### Coordinate labeling items
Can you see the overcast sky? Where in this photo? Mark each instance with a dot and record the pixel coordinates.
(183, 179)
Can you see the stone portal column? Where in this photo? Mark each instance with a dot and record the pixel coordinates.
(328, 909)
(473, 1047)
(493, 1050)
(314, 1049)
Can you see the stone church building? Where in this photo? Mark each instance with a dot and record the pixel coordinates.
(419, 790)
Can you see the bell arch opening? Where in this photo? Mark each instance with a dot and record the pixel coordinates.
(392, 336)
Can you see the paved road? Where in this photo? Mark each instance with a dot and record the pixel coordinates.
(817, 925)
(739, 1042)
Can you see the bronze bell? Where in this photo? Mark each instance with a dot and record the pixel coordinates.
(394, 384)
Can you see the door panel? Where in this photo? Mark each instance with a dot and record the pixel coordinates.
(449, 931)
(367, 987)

* * *

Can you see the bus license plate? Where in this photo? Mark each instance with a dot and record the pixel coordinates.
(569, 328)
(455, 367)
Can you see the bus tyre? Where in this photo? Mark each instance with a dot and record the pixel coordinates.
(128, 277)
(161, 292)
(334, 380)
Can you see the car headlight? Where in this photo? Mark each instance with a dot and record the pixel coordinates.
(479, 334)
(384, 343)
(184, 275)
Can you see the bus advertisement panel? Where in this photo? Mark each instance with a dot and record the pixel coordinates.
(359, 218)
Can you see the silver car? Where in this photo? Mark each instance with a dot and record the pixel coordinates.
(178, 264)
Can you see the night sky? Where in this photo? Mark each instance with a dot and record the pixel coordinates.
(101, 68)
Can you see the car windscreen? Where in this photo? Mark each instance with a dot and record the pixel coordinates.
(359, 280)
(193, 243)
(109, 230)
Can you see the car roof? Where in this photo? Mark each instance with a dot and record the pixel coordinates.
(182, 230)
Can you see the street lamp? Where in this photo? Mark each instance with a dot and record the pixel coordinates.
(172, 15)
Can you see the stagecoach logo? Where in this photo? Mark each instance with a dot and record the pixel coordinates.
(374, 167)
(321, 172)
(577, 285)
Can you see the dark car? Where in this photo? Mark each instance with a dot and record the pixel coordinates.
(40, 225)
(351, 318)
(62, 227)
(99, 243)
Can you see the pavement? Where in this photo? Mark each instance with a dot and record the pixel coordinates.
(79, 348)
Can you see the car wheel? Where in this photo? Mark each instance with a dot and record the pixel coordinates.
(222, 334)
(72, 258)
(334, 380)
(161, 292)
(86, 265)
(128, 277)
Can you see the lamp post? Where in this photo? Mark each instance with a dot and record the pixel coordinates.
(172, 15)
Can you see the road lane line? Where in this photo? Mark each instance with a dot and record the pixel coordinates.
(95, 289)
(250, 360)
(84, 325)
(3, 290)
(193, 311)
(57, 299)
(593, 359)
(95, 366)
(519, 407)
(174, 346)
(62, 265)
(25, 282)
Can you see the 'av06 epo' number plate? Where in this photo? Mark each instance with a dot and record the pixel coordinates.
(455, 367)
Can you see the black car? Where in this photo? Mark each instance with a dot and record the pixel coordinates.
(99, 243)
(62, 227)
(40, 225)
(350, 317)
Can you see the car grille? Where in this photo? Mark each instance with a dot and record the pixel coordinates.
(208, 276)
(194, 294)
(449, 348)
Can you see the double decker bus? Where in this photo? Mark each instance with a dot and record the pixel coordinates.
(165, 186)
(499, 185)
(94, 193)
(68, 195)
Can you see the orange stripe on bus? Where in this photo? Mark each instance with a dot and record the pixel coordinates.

### Problem to solve
Can you copy out everything from the line that contains "Can you see the car roof?" down to the line that contains "Can you see the orange", both ends included, with each line unchanged?

### Solution to the problem
Can you see the car roof? Where in this photo? Mark each instance with a dot and record the pixel coordinates.
(182, 230)
Can you see the street lamp? Where in this photo? Mark each instance with a dot and record the pixel coordinates.
(172, 15)
Can you see the stagecoach logo? Where in this photo? Mark each instance with a dot and record the pixel coordinates.
(374, 167)
(321, 172)
(577, 285)
Can you see the dark car? Where in this photo? Mark each instance with a dot and record the pixel coordinates.
(40, 225)
(351, 318)
(62, 227)
(99, 243)
Can you see the pavement? Where in this photo? Mark each instance with a dot and record the pixel coordinates.
(79, 348)
Can you see the car wheel? Where in this photo? Mark each instance with a dot and record the pixel coordinates.
(222, 334)
(72, 258)
(334, 380)
(161, 292)
(86, 265)
(128, 277)
Can you see the lamp post? Where in this photo? Mark each instance with a dot and record the pixel coordinates.
(172, 15)
Can you see the road lane line? Where in this photo? Mark each instance with a dot and record the pixel coordinates.
(95, 289)
(250, 360)
(84, 325)
(3, 290)
(193, 311)
(57, 299)
(593, 359)
(95, 366)
(519, 407)
(174, 346)
(62, 265)
(25, 282)
Can you see the 'av06 epo' number plate? Where in this photo? Mark each instance with a dot and record the pixel coordinates.
(455, 367)
Can you see the black car? Where in this photo? Mark each instance with a dot and record the pixel coordinates.
(99, 243)
(62, 227)
(40, 225)
(350, 317)
Can you see the car grille? Where in this photo? Mark each instance with a dot and record the pixel coordinates.
(208, 276)
(194, 294)
(449, 348)
Can you see the double decker bus? Where in this photo? Mark each instance with a dot and record the pixel coordinates.
(165, 186)
(499, 185)
(94, 193)
(68, 195)
Can you see the orange stripe on bus? Where in this photo? Mark each instance with a dot and record the pixel coordinates.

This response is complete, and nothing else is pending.